• _Work to do_
Output word for word the lines from the one with "Exercise. Put one marker on every instance of the sofa" to the final line of the data, both ends included, but skip the pictures.
══ Rows ══
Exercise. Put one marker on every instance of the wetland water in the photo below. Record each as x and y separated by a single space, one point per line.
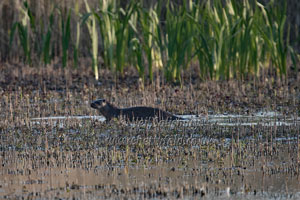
253 156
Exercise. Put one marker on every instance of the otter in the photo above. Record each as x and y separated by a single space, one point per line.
110 111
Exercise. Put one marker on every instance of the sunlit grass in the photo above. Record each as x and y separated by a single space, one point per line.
225 40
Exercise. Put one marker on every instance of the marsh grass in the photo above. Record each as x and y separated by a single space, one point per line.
78 156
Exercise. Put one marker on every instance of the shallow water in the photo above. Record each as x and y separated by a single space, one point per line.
215 156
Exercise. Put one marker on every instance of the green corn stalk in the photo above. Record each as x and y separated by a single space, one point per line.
66 37
121 27
90 20
76 45
23 31
136 47
106 19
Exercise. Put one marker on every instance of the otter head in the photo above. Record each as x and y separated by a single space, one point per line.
98 104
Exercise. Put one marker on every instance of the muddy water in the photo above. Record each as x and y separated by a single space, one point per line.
215 156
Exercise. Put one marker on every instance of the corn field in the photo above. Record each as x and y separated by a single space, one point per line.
224 39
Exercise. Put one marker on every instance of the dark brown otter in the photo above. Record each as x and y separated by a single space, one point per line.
110 111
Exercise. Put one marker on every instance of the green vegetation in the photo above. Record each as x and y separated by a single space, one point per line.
234 39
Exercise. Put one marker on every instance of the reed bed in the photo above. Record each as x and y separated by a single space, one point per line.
233 39
66 158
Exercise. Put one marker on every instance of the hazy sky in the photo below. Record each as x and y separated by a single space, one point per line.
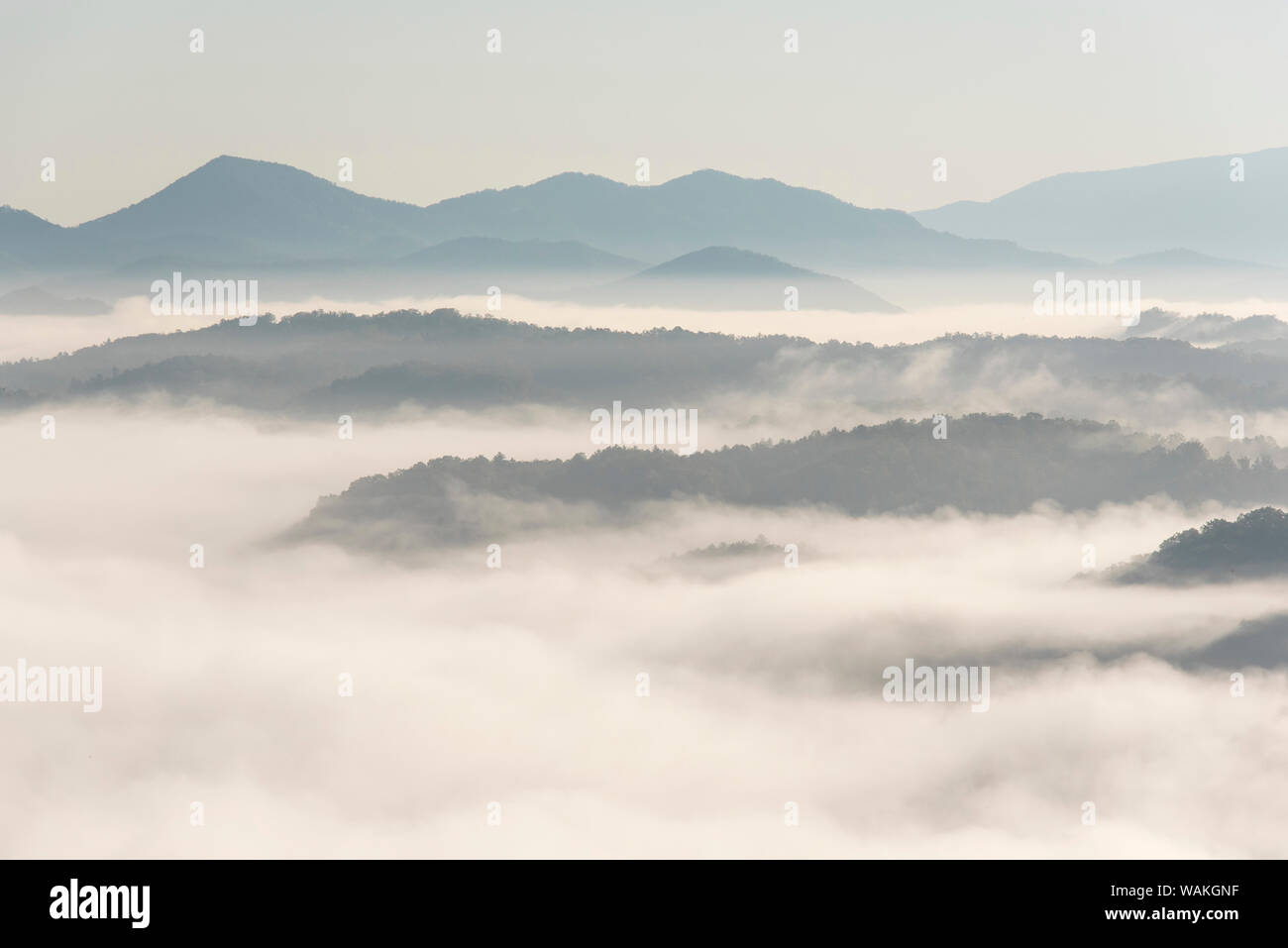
404 88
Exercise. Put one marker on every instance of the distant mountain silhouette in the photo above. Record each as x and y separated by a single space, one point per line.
1107 215
241 213
1253 546
715 209
732 278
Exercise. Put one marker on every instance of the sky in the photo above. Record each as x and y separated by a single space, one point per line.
1000 89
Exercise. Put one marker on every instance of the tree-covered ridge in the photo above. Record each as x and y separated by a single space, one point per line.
320 364
1252 546
993 464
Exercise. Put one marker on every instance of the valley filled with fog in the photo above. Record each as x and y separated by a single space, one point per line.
494 612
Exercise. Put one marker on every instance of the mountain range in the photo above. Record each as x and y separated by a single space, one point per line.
237 211
1225 206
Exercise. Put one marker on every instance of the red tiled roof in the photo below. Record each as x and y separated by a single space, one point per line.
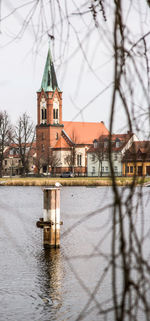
83 132
143 146
61 143
123 138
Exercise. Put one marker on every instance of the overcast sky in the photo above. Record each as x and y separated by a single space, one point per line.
82 74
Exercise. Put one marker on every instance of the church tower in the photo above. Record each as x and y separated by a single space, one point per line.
49 109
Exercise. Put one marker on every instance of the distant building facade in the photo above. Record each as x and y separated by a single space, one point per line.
136 161
98 155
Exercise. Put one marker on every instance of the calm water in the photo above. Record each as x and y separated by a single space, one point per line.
55 285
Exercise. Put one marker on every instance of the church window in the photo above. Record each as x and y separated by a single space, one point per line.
93 158
43 111
79 160
115 156
56 111
43 136
93 169
48 81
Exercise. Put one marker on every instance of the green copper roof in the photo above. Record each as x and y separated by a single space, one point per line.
49 80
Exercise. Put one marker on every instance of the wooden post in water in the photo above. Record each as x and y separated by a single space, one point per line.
51 217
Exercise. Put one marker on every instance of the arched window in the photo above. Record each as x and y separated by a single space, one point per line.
56 111
43 111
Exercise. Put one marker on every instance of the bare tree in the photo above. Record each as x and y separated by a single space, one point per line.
130 87
24 135
5 136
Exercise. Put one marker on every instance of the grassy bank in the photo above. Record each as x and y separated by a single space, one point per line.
77 181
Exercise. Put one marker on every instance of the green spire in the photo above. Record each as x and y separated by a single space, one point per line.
49 80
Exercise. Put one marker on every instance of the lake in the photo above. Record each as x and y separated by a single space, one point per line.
63 284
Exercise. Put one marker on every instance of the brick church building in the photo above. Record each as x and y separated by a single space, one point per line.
61 145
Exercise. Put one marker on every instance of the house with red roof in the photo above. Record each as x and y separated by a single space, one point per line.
98 163
136 160
61 145
12 163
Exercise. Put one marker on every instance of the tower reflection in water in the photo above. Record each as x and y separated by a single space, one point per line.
51 276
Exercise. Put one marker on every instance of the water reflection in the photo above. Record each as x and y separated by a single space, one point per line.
50 277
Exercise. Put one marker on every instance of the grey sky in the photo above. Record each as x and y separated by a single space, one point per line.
82 74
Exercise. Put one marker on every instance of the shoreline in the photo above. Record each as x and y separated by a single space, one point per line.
77 181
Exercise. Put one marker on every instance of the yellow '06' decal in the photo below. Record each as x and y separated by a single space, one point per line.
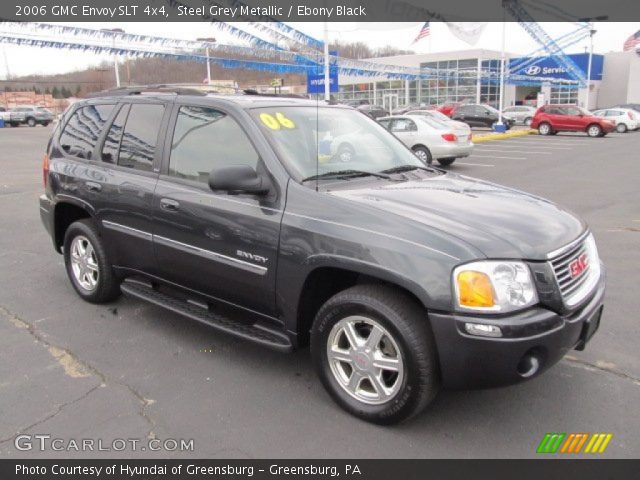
277 121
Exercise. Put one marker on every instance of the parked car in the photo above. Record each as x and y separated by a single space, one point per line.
30 115
402 277
458 126
522 114
480 115
373 111
551 119
430 139
624 118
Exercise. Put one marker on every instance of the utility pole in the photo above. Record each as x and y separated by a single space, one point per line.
591 33
206 49
327 85
115 57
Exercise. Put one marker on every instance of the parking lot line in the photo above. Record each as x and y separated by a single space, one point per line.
514 151
496 156
475 164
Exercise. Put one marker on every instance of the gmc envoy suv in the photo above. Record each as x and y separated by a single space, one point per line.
242 212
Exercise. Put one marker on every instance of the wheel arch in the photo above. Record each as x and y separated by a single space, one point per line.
331 274
64 214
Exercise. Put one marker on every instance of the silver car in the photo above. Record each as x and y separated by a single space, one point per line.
522 114
430 139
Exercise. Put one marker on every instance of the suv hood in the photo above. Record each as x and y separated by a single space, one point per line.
499 221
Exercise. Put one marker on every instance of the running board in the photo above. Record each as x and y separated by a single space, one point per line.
256 333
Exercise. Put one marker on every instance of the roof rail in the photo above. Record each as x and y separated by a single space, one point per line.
154 89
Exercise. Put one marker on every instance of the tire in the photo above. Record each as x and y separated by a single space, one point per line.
404 335
91 274
445 162
423 154
545 129
345 152
594 130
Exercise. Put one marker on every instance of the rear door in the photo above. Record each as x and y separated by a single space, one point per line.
216 243
130 155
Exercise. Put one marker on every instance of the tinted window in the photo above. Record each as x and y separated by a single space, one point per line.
81 132
205 139
112 142
138 144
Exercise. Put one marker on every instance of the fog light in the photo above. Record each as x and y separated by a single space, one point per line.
482 330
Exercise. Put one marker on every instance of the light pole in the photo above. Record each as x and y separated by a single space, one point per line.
591 33
115 57
206 49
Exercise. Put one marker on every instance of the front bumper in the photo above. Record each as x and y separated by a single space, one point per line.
468 361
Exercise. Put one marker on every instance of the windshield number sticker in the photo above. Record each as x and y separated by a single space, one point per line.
277 122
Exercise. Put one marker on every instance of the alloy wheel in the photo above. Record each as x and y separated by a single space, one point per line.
365 360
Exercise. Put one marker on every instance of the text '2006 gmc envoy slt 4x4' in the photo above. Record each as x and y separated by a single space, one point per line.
242 212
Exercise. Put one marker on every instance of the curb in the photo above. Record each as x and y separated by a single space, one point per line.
499 136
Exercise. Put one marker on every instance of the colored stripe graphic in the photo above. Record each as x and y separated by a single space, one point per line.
551 442
573 443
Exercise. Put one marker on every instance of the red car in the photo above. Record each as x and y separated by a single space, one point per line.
551 119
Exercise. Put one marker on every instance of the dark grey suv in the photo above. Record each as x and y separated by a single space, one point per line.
245 213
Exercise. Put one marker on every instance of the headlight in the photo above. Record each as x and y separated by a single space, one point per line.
494 286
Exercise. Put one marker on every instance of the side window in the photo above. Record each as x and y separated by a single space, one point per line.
81 132
140 136
205 139
112 141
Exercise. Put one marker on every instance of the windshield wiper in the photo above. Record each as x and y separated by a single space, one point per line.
406 168
347 173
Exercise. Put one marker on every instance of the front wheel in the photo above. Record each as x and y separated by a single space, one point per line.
88 265
374 353
423 154
445 162
594 130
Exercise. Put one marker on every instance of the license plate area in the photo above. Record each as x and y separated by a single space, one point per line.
589 328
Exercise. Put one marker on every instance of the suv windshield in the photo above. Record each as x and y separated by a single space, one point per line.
312 141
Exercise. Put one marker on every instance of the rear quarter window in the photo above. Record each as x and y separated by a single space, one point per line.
82 130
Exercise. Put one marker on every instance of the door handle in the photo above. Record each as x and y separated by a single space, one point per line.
93 186
169 205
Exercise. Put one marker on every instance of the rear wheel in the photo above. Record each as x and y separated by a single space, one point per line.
88 265
545 129
423 154
445 162
594 130
374 352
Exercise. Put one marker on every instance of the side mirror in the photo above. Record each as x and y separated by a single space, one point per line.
238 179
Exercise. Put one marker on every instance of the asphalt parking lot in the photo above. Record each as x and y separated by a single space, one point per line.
131 370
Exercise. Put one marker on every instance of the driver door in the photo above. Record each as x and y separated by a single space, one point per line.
216 243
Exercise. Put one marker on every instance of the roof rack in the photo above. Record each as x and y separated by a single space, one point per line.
155 89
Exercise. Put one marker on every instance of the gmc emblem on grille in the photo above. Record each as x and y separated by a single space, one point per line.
578 265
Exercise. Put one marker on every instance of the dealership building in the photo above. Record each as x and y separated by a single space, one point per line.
472 75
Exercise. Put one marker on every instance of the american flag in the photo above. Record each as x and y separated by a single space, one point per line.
425 31
632 42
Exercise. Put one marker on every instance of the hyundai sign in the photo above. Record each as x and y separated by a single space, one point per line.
549 67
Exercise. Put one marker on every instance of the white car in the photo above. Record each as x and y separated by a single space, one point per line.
624 118
443 118
430 139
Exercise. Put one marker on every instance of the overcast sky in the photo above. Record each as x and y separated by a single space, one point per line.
29 60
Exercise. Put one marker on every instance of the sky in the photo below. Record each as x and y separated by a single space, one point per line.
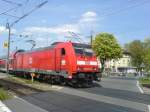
127 20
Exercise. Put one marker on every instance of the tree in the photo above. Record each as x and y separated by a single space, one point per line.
136 50
146 57
106 47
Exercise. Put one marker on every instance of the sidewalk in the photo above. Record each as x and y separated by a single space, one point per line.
20 105
4 108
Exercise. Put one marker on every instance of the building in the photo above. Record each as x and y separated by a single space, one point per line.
122 65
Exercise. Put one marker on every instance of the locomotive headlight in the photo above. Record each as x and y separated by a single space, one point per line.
70 76
94 68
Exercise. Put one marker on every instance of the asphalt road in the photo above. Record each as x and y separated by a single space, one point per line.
110 95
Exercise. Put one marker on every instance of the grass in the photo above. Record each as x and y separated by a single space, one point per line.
4 94
145 80
22 80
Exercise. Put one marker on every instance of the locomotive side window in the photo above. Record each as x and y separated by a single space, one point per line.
63 52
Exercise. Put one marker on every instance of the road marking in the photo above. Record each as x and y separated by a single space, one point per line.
138 85
56 87
30 104
4 108
106 99
148 108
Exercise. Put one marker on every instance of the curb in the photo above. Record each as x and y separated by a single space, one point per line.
4 108
138 85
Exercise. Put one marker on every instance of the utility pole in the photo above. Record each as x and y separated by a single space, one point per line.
8 46
8 26
91 37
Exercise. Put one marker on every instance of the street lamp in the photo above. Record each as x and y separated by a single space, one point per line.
8 51
142 66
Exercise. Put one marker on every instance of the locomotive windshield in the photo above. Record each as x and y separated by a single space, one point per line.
83 49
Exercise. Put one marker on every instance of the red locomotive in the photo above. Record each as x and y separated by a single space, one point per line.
65 62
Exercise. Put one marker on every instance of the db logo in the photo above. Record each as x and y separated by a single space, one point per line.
87 62
30 60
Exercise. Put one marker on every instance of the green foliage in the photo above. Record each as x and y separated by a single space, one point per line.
137 52
146 57
106 47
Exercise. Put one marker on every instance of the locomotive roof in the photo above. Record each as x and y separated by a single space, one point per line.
81 45
53 45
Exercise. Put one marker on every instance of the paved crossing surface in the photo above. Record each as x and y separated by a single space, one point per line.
110 95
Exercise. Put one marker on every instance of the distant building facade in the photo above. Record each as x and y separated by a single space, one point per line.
122 65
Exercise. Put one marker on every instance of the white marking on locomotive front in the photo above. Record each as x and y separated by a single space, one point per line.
80 62
63 62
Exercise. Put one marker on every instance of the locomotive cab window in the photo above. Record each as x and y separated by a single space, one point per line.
63 52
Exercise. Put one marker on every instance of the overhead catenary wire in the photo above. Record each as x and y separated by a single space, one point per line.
12 2
27 14
9 10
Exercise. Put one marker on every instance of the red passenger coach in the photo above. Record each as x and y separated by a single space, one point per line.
64 62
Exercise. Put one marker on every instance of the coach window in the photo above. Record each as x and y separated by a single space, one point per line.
63 52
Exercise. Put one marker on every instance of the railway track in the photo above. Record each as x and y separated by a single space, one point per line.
17 88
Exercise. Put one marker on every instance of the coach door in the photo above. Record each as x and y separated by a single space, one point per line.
58 59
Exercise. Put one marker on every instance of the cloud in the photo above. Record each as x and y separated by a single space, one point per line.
58 29
82 25
3 29
89 16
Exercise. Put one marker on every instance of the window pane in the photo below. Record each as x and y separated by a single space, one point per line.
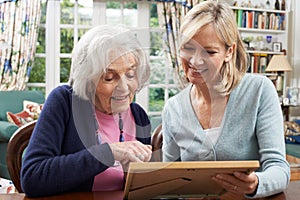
66 40
173 91
130 14
156 43
157 72
67 12
153 16
37 74
65 65
113 13
85 12
43 11
40 45
156 99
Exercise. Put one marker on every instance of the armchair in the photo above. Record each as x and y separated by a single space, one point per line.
12 101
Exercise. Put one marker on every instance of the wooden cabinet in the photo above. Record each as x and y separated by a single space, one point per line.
264 32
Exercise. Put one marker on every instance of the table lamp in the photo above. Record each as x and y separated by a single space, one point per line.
279 64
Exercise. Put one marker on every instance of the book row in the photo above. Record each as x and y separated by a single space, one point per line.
260 20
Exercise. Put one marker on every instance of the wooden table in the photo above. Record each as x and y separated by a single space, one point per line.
291 193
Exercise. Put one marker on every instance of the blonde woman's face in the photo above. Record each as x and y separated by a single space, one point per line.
203 56
116 88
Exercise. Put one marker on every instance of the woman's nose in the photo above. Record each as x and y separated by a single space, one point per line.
122 84
196 59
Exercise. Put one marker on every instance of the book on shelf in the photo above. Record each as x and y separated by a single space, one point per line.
260 20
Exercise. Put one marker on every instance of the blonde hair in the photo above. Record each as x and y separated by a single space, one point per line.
223 20
93 54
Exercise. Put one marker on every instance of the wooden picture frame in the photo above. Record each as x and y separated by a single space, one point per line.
148 180
292 94
277 46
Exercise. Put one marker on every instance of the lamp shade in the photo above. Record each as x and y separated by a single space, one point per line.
278 63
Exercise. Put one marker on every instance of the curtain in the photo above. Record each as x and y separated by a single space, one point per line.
19 20
170 15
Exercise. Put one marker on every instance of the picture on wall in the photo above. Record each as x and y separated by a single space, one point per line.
277 46
292 93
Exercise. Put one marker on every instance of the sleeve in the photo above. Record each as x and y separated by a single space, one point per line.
56 160
274 174
170 149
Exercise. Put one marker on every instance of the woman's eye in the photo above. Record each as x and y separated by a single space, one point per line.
189 48
108 77
211 52
130 74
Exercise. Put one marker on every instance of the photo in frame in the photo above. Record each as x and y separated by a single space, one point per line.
277 46
292 94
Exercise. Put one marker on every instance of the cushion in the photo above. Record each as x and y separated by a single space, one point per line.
31 111
7 129
20 118
12 101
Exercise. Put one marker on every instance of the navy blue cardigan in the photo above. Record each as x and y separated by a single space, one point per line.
64 153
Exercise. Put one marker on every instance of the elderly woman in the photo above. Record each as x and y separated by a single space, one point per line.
89 130
224 113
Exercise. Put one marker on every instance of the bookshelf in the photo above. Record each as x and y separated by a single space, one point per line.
264 32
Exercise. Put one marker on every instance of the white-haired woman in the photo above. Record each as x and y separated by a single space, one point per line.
224 113
89 130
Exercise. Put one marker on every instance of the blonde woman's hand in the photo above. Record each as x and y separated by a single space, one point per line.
238 182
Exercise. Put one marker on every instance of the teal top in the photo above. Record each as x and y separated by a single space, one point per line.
251 129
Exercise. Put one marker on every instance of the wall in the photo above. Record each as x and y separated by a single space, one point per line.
293 56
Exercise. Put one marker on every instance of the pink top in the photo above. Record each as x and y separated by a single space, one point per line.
113 177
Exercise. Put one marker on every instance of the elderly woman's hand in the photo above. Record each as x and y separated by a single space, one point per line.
132 151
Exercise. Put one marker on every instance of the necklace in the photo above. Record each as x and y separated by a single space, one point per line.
121 137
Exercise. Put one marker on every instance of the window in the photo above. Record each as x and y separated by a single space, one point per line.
67 21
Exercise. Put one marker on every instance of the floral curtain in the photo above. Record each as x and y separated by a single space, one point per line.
19 20
170 15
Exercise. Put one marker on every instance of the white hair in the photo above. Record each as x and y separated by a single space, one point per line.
92 55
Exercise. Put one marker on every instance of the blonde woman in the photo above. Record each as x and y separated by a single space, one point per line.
224 113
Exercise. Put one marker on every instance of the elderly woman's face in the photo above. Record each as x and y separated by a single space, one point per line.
116 87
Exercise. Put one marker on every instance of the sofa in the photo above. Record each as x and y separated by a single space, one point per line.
12 101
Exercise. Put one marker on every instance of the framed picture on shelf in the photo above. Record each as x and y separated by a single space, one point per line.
292 93
277 46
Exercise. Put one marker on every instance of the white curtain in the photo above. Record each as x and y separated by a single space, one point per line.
170 15
19 20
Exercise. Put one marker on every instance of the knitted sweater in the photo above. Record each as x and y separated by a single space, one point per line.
251 129
64 153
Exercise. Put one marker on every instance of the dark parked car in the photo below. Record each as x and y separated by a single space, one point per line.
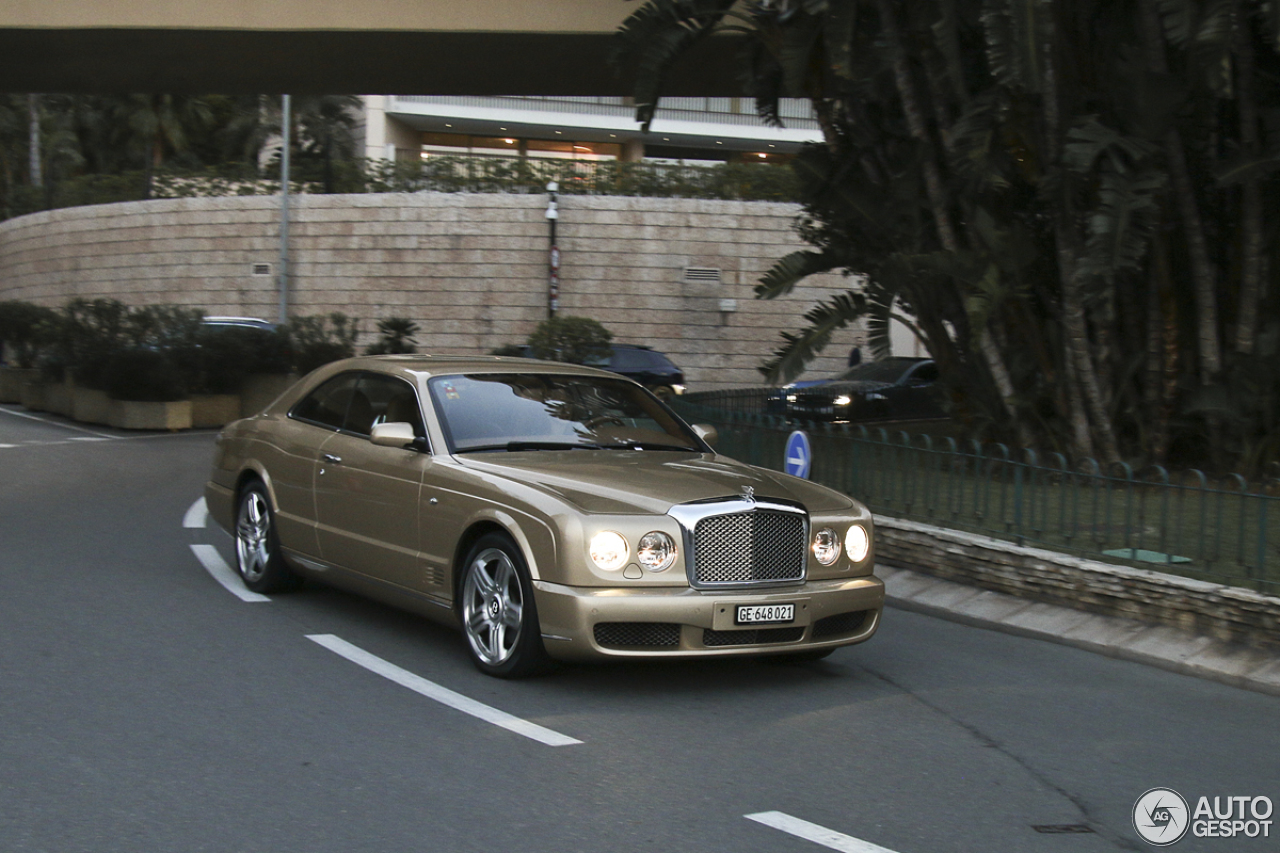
650 368
894 388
═══
• _Solved exercise_
Exercise. Put one marker on every instance of the sofa in the photo above. Record each as x and y separated by a single space, one point per line.
12 101
Exercise. Put one marker on every instance of the framed picture on shelf in the photo above. Record each as x and y separated by a single space, one point per line.
292 93
277 46
Exercise. Put one marker on every instance of the white curtain in the photo above. Record each as x and y separated by a single space, one point per line.
170 15
19 20
Exercise. Put one marker on every instance of the knitted sweater in the photo above. Record each as x and y separated by a single space, one point per line.
251 129
64 153
Exercise. Put one marker on every instance of the dark parked car in the photo below. Record each as x and y separated by a single space, one point per line.
650 368
894 388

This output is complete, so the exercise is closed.